• Direction
From the data below, keep only the lines that contain the string "green", matching its case exactly. Copy those lines out and leave the rest behind.

>> begin Provided records

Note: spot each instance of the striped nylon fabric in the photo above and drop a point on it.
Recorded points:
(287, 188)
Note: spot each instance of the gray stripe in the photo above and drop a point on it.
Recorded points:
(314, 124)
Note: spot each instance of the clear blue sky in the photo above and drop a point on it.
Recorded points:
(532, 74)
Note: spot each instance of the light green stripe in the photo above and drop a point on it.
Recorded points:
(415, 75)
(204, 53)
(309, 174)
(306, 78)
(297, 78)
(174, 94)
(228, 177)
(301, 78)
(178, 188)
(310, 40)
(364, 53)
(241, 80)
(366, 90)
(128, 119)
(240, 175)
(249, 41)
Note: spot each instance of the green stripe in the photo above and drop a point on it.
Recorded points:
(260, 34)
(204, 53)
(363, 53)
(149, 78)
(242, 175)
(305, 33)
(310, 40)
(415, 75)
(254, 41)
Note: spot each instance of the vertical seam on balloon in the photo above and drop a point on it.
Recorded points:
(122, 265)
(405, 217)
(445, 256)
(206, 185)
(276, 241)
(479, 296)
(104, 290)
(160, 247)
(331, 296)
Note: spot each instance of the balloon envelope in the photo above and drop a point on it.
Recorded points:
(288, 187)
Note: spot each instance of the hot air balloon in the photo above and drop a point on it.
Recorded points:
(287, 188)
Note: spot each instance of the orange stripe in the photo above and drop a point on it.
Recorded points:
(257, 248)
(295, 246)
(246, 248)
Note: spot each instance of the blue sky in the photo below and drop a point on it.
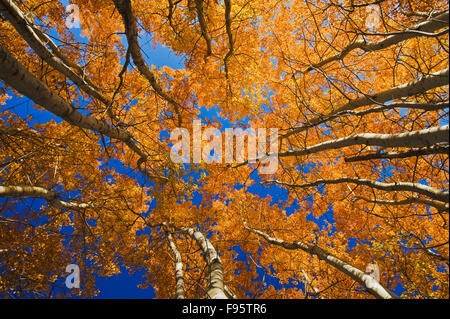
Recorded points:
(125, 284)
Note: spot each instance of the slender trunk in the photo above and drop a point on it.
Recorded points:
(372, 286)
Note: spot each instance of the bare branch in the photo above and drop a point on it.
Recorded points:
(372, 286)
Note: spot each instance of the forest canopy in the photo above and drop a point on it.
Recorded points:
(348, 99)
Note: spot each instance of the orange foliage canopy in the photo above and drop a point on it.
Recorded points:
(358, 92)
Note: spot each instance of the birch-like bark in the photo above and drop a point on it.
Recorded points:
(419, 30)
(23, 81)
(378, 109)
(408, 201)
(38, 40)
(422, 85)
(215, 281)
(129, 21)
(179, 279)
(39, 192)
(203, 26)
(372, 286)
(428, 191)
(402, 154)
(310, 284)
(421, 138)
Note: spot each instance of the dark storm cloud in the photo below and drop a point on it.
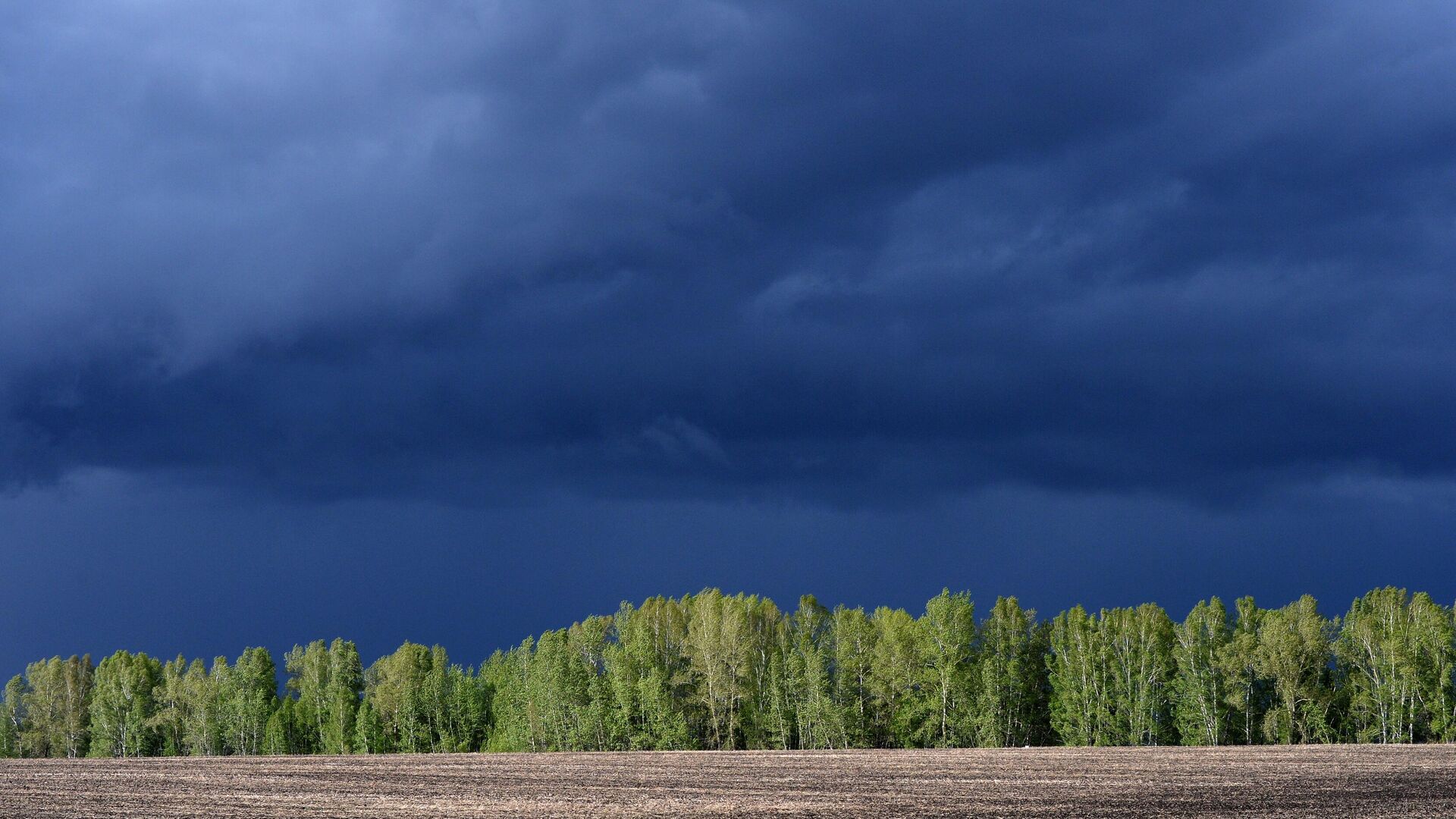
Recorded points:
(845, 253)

>> end Provided records
>> begin Provided records

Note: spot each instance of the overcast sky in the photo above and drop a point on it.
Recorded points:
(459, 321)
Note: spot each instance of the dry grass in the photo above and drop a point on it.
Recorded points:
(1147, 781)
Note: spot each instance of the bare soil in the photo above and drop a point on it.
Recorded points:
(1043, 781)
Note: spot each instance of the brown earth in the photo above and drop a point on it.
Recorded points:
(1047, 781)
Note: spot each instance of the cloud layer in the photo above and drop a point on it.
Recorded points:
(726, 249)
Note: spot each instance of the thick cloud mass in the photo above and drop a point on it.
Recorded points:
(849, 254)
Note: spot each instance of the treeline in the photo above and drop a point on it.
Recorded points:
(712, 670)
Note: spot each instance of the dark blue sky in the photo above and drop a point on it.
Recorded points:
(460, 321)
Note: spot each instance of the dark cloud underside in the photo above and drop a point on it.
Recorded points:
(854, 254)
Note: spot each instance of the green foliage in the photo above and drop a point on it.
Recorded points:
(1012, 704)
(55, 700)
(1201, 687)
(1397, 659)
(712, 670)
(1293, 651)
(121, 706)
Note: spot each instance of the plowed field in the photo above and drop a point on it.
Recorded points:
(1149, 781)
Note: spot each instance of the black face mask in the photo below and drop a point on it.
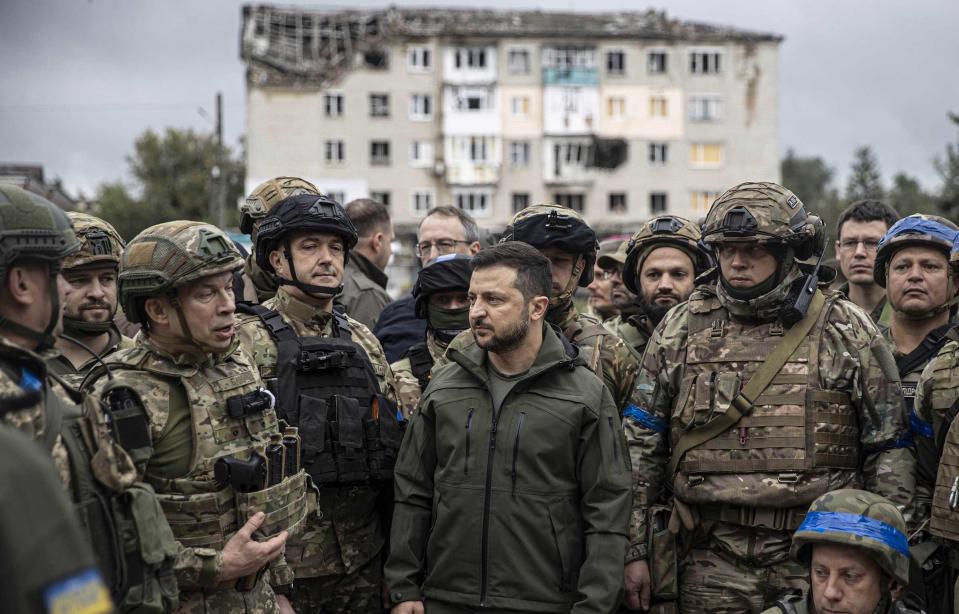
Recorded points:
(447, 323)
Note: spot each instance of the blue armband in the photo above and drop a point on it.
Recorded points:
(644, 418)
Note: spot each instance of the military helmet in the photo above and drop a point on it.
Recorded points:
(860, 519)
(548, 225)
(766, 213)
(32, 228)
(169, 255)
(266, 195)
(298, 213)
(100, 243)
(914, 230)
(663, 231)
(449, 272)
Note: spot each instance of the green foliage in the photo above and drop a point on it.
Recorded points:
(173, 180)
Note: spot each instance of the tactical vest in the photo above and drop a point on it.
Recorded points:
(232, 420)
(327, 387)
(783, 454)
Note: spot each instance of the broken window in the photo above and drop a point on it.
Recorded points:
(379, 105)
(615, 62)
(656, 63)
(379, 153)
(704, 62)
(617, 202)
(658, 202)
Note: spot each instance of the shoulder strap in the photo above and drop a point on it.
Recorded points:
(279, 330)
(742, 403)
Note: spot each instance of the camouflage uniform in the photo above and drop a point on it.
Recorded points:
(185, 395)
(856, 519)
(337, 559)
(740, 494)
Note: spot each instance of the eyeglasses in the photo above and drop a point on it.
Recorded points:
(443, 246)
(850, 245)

>> end Provided records

• Solution for this exercise
Note: spot each instance of the light green stripe in the photo above and drop a point on it.
Note: spot each instance of the green stripe in the photo above and drop a point on it.
Note: spot each instance of the green foliage in the photo above and drop a point on it.
Note: spot each instance of the green foliage in the photo above and drop a point on it.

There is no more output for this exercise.